[Opening Data for this task section]

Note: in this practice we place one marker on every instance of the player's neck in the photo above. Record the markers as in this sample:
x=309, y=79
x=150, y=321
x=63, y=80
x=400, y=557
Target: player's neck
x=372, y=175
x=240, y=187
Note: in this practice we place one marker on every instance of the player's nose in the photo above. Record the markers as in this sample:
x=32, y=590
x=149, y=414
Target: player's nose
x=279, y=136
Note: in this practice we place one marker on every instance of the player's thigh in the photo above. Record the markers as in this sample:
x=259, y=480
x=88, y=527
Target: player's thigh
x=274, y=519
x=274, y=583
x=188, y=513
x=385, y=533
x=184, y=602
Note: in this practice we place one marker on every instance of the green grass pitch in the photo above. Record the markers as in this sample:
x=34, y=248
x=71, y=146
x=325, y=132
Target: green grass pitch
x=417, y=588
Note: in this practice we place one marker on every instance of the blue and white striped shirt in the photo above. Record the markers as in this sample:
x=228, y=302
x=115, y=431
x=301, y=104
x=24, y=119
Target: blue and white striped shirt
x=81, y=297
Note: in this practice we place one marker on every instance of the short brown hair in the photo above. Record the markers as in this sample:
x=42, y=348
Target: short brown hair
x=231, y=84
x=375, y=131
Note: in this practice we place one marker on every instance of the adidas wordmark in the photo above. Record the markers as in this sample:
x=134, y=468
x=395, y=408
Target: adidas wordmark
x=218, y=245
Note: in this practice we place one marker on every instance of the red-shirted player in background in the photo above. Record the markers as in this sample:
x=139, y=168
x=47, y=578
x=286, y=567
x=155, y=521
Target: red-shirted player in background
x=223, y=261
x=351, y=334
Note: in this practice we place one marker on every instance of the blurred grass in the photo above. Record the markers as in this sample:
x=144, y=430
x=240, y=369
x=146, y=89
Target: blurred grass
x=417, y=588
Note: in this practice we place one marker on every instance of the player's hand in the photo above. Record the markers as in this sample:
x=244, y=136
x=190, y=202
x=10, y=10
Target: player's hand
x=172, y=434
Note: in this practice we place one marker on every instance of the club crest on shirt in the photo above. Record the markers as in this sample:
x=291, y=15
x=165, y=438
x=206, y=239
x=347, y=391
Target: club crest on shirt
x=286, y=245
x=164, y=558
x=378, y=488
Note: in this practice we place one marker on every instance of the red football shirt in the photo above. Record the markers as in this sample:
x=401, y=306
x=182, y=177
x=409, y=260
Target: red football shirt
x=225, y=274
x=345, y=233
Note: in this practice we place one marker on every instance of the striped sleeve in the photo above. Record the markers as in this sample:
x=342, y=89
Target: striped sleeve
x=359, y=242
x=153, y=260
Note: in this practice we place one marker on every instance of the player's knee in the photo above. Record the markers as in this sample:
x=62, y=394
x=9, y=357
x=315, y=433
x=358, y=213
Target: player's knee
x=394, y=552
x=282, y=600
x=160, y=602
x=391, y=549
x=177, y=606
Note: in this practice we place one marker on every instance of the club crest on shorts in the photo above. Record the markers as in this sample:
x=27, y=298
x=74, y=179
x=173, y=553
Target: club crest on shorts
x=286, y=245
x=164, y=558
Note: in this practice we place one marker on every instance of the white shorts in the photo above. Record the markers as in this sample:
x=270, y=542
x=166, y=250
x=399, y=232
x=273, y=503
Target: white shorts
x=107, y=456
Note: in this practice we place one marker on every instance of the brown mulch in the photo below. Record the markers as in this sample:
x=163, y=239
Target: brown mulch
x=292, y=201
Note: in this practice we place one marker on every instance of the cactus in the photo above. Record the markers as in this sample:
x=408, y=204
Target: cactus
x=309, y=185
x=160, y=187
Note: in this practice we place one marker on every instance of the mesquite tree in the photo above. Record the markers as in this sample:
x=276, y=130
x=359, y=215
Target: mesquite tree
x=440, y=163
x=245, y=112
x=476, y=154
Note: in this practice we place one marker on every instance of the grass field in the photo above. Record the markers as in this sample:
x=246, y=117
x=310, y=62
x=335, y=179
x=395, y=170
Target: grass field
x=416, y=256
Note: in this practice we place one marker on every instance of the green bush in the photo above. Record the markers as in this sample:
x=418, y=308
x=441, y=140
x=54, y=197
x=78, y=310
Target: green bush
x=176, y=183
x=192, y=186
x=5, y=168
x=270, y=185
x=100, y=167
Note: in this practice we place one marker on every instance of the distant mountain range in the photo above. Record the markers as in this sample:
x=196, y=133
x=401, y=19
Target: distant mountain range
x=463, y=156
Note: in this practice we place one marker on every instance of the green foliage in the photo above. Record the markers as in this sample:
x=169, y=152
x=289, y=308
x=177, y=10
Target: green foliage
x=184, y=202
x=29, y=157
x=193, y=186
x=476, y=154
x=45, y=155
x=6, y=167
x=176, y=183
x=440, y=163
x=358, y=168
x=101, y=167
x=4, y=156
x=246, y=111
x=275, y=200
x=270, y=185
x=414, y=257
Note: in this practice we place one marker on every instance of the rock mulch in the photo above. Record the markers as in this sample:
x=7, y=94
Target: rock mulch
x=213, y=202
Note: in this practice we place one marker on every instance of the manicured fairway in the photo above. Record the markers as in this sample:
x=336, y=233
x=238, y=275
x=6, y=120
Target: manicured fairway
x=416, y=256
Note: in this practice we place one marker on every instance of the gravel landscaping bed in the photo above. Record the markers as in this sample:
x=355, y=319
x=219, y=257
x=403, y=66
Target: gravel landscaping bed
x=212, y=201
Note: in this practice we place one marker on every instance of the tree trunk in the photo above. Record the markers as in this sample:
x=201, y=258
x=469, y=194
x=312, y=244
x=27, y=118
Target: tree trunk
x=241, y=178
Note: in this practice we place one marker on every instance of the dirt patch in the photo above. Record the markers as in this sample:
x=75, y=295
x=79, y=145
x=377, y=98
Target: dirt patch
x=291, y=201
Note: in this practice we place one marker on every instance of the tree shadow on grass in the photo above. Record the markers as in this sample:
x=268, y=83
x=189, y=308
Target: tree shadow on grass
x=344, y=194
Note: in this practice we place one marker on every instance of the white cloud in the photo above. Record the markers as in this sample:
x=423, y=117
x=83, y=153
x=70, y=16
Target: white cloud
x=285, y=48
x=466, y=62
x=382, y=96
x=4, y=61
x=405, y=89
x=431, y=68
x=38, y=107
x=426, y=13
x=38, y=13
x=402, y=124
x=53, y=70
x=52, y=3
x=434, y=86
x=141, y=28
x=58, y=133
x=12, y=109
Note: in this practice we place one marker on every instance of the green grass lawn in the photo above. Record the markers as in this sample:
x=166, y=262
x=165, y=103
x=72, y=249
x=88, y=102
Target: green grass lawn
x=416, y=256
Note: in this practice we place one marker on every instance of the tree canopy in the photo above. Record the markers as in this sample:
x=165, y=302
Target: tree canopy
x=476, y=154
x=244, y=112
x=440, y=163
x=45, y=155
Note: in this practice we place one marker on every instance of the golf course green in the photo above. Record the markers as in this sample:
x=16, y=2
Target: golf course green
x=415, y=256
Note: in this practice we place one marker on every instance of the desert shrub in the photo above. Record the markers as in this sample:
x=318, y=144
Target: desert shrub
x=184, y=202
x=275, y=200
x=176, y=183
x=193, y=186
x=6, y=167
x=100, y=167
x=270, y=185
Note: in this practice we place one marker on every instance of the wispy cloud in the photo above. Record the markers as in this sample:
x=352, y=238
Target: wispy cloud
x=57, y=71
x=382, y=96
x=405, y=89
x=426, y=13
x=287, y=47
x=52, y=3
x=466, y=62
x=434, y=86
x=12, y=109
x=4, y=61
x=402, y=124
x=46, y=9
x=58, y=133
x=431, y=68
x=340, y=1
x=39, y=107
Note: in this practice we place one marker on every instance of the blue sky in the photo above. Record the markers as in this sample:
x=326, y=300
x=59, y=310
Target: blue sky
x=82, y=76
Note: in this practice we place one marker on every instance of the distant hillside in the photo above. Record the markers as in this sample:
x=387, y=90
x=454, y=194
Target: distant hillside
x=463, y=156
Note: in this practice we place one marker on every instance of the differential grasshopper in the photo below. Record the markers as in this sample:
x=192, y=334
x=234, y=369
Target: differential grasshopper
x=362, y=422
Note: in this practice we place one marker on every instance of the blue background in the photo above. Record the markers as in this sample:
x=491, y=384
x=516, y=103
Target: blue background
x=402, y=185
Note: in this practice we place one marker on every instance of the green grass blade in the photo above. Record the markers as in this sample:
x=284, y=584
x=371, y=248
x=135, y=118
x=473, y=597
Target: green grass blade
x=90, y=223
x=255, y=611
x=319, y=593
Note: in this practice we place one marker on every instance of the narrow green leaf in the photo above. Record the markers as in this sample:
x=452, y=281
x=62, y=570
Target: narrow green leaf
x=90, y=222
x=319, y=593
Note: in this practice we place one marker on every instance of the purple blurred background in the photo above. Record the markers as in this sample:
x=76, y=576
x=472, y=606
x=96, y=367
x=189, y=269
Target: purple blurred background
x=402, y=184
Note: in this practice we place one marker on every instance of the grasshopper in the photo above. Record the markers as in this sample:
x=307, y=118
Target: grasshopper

[Closing Data for this task section]

> [What is required]:
Set down each line from the line containing "x=234, y=369" through the final line of the data, exactly and with nothing added.

> [Solved problem]:
x=234, y=369
Target: differential grasshopper
x=362, y=422
Note: in this practice we place one marker on every instance of the blue background in the photo above. Record the markers as in this sample:
x=491, y=384
x=516, y=103
Target: blue background
x=402, y=185
Note: in this practice we place one marker on every instance of the green grass blade in the photo above. Record the markers as in this sample:
x=284, y=584
x=371, y=248
x=135, y=118
x=473, y=597
Target: green grass blade
x=90, y=223
x=255, y=611
x=319, y=593
Note: in this practice we place one marker on every instance of the narrow green leaf in the photo above. Record the markers as in this sample:
x=452, y=281
x=62, y=570
Target: narrow green leaf
x=90, y=222
x=319, y=593
Note: in this practice we place one marker on every instance of the purple blurred background in the photo above. Record the markers as in this sample:
x=76, y=576
x=472, y=606
x=96, y=367
x=189, y=269
Target: purple blurred background
x=402, y=184
Note: in this practice we place one marker on every instance of the grasshopper in the photo above. Record the markers as in this sample:
x=307, y=118
Target: grasshopper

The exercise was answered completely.